- [TASK GOAL]
Quote the line containing "Teacher note: indicate the hillside" and all lines that follow it in the listing below, exactly as written.

- [DATASET CONTENT]
↓

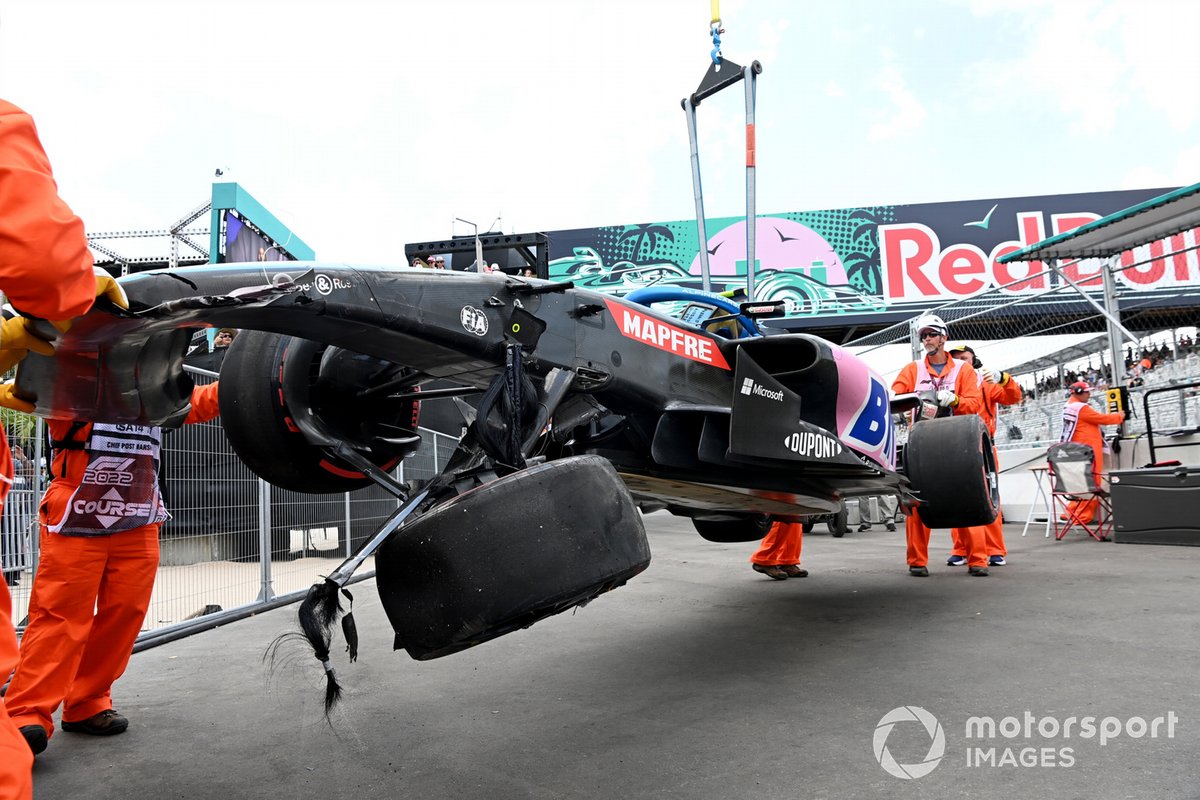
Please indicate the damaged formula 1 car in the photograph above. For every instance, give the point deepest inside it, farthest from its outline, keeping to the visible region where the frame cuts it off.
(586, 409)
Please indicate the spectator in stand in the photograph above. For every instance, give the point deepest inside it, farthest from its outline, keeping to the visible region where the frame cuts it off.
(225, 337)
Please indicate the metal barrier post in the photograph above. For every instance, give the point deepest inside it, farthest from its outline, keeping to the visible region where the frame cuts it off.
(265, 593)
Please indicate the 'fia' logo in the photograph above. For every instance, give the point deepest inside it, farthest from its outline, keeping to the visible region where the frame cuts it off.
(473, 320)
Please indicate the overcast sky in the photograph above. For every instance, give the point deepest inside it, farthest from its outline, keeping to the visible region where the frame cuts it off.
(367, 125)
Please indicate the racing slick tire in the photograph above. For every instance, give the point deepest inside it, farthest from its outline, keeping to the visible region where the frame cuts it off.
(509, 553)
(727, 531)
(269, 379)
(952, 467)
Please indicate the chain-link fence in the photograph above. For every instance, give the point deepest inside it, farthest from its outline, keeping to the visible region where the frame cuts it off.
(1049, 328)
(234, 543)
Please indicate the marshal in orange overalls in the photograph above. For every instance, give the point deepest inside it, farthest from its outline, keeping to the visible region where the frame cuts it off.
(46, 270)
(960, 377)
(1081, 423)
(100, 522)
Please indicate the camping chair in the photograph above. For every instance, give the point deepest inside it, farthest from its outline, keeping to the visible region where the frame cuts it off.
(1072, 479)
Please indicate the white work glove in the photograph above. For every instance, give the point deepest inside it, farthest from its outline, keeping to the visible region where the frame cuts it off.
(18, 335)
(10, 400)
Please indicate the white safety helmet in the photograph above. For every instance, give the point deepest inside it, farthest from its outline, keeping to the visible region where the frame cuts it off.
(931, 323)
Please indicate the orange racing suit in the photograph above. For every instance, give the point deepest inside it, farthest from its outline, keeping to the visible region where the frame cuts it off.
(46, 270)
(100, 522)
(1081, 423)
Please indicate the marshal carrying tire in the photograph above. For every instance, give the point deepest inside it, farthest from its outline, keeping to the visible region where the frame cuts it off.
(726, 531)
(268, 380)
(952, 467)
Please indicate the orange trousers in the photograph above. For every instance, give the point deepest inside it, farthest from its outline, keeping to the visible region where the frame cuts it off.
(917, 535)
(16, 761)
(781, 545)
(90, 597)
(993, 539)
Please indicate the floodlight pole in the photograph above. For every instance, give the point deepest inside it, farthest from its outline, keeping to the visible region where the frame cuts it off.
(1113, 319)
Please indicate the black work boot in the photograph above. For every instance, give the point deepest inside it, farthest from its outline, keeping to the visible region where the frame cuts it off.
(106, 723)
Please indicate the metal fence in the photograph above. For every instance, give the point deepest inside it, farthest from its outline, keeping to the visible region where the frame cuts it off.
(234, 543)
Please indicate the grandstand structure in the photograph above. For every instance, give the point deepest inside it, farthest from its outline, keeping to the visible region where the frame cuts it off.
(1080, 312)
(239, 228)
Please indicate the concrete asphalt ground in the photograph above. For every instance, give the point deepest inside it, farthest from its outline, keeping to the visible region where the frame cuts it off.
(701, 679)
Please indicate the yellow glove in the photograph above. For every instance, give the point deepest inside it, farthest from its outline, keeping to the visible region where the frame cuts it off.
(7, 400)
(17, 334)
(108, 287)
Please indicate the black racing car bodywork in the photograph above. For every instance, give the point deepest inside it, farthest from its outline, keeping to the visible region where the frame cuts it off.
(697, 413)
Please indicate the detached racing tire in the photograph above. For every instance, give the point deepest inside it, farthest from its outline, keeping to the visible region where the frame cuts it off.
(727, 531)
(509, 553)
(268, 380)
(839, 524)
(952, 467)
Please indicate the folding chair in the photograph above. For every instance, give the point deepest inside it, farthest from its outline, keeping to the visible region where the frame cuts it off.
(1072, 483)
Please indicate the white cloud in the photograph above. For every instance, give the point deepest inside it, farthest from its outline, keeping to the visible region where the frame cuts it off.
(903, 114)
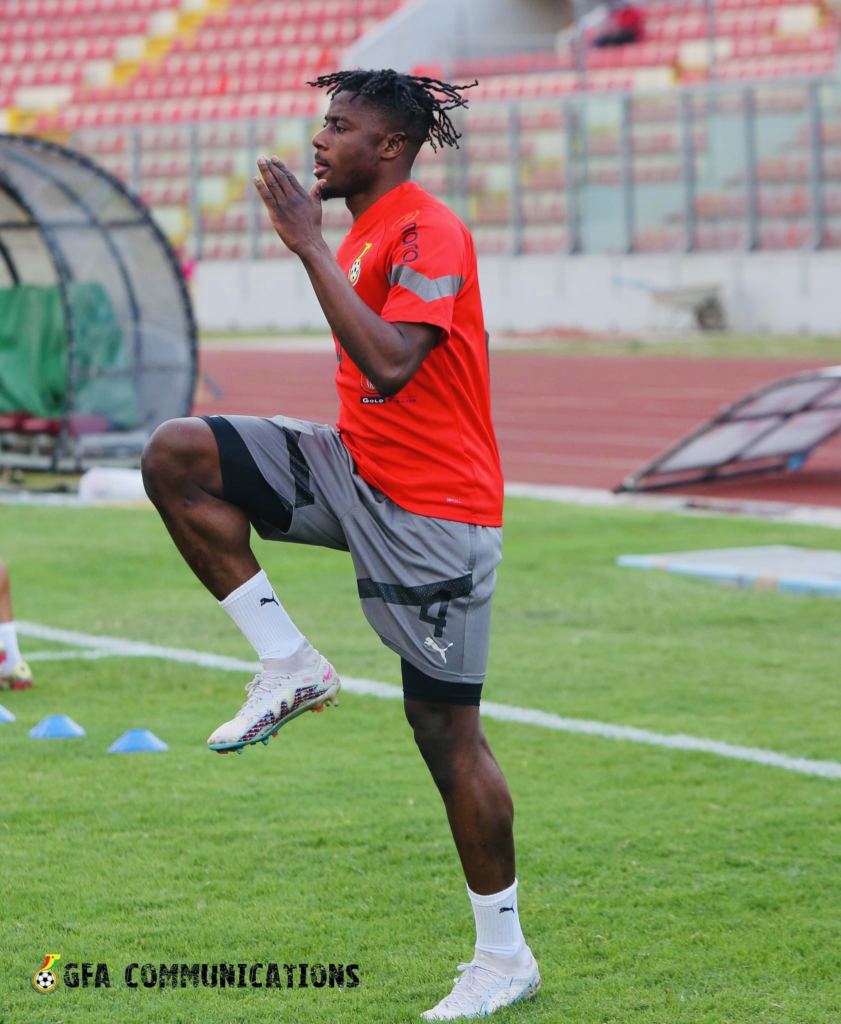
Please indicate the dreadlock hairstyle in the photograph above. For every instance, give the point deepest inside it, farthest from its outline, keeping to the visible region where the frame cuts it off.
(420, 102)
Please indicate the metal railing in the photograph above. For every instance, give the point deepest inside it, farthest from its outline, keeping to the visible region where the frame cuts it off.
(708, 167)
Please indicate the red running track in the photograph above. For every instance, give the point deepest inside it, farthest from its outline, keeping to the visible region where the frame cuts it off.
(561, 420)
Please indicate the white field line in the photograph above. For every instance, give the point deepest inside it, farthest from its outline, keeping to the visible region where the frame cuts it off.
(67, 655)
(503, 713)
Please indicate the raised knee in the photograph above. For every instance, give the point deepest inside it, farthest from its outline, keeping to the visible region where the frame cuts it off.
(173, 451)
(436, 733)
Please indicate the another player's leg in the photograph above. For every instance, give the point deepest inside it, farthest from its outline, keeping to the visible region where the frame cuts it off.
(480, 812)
(14, 673)
(182, 474)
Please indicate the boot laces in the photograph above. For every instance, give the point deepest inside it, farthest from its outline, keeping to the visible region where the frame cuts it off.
(471, 986)
(260, 687)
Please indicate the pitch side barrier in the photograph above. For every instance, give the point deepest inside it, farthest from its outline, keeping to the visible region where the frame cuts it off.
(773, 428)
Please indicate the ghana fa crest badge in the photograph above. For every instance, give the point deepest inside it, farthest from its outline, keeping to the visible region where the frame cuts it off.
(355, 268)
(45, 980)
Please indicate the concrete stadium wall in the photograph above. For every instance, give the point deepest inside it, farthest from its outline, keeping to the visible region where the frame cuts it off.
(762, 292)
(442, 30)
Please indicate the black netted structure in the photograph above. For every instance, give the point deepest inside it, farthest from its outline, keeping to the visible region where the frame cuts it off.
(97, 339)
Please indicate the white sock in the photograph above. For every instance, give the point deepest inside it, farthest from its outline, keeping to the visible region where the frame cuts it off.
(255, 608)
(498, 930)
(8, 638)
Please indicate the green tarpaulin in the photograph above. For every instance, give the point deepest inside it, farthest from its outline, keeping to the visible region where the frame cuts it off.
(34, 355)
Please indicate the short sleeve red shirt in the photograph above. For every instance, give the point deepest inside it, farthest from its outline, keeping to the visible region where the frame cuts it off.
(431, 446)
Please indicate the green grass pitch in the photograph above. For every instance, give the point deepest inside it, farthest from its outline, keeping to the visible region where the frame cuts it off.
(657, 886)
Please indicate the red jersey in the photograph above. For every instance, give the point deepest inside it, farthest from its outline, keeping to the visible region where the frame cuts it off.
(431, 446)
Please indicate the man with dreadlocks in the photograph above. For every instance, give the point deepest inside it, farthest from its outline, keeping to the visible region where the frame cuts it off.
(410, 483)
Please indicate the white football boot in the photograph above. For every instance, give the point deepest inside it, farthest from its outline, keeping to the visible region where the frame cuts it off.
(274, 699)
(487, 984)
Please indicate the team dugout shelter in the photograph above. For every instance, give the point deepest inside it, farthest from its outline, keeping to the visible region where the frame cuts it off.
(97, 338)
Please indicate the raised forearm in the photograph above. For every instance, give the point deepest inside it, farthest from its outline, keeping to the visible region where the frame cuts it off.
(377, 347)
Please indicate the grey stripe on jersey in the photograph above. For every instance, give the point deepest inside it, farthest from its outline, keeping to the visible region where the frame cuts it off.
(428, 289)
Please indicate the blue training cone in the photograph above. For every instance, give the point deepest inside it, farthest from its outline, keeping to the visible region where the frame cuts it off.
(137, 741)
(56, 727)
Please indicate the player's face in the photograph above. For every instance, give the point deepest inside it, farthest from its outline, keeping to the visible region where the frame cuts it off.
(347, 148)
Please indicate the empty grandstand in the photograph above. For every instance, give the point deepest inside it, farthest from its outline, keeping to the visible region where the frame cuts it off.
(719, 129)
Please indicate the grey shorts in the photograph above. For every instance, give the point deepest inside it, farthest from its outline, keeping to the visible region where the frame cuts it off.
(425, 585)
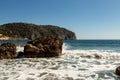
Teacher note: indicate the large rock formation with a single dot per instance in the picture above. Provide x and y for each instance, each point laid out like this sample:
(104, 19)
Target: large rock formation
(32, 31)
(43, 47)
(8, 51)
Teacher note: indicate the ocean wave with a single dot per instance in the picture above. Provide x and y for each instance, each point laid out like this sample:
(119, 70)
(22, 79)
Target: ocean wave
(98, 54)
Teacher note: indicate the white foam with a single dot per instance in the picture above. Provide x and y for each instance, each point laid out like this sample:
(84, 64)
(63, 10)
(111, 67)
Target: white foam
(99, 54)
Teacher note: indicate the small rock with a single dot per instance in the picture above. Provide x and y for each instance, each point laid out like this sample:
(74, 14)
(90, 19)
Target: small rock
(117, 71)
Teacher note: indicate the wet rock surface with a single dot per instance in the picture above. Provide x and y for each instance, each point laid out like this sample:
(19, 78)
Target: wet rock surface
(43, 47)
(117, 71)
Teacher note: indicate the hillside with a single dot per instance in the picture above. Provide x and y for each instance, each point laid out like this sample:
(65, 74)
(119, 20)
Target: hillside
(32, 31)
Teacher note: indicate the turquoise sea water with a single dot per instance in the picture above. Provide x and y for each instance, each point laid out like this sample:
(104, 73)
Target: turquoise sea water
(80, 60)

↑

- [WRITTEN RESPONSE]
Teacher note: indicate the hillside with a single dot per instance in the picture above. Provide x and y for each instance, each point laid out like this sample:
(65, 74)
(119, 20)
Target: hillside
(32, 31)
Teacher note: indicate the turquoise sea water with a single dot per instance in the picture above. Provide x and y for each instance, each point laid out like this sample:
(104, 73)
Target: turquoise sea water
(80, 60)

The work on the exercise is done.